**EXERCISE**
Only the lines from the one containing "Target: white car roof" through the end of the data below should be copied, each exactly as written and with both ends kept.

Records from a dataset:
--- Begin ---
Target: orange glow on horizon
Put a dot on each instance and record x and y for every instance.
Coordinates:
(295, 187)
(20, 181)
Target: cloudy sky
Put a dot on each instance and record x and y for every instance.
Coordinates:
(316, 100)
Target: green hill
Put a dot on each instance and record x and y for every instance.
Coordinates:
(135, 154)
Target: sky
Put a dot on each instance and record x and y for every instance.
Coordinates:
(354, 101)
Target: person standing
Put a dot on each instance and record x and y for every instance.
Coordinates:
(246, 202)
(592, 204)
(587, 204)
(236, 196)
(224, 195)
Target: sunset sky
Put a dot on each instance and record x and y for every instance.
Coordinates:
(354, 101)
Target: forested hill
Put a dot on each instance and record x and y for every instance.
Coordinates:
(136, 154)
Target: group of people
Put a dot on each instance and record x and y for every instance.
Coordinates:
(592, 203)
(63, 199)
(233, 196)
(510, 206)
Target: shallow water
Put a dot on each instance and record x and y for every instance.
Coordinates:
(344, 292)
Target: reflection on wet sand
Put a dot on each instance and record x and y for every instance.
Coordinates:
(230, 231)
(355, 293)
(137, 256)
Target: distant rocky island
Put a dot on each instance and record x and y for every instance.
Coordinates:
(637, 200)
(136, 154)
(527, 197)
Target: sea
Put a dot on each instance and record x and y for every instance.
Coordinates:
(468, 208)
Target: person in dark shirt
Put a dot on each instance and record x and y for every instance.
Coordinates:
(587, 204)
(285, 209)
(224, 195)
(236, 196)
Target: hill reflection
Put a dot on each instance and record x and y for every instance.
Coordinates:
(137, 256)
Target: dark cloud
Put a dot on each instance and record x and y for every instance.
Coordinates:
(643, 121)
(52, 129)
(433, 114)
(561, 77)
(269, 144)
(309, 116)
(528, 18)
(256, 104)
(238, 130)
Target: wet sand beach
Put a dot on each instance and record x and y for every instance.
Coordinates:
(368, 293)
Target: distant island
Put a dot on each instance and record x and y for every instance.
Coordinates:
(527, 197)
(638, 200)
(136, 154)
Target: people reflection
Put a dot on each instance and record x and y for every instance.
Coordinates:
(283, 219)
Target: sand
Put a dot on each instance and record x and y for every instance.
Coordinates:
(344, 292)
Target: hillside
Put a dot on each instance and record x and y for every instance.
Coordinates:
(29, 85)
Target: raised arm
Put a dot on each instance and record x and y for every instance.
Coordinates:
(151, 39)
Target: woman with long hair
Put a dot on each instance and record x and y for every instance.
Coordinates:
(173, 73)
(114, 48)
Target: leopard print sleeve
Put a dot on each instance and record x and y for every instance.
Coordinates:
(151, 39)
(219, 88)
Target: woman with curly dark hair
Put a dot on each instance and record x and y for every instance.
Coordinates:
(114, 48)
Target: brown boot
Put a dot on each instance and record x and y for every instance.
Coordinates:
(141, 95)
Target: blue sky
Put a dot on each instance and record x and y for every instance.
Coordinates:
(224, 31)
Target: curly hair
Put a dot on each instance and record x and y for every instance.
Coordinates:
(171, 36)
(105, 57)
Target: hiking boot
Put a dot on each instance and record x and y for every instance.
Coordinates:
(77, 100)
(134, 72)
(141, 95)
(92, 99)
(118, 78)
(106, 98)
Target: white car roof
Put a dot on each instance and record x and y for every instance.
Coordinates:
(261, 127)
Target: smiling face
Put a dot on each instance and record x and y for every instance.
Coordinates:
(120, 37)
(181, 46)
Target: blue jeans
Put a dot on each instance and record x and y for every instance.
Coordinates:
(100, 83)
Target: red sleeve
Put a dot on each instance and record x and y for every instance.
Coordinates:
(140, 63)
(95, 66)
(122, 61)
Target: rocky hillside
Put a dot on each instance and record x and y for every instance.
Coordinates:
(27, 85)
--- End ---
**PROBLEM SOLUTION**
Target: white car roof
Put a dot on each instance and record x and y for every instance.
Coordinates:
(261, 127)
Target: smiling face
Put a dot on each instance and record x and y for every instance.
Coordinates:
(120, 37)
(181, 46)
Target: blue jeans
Put a dot on each instance and record x and y for every instance.
Coordinates:
(100, 83)
Target: red sleeve
Put a dot on each instance and record x and y for every instance.
Coordinates:
(140, 63)
(95, 66)
(122, 61)
Target: rocky hillside
Put a dot on each instance and record x and y for every instance.
Coordinates:
(27, 85)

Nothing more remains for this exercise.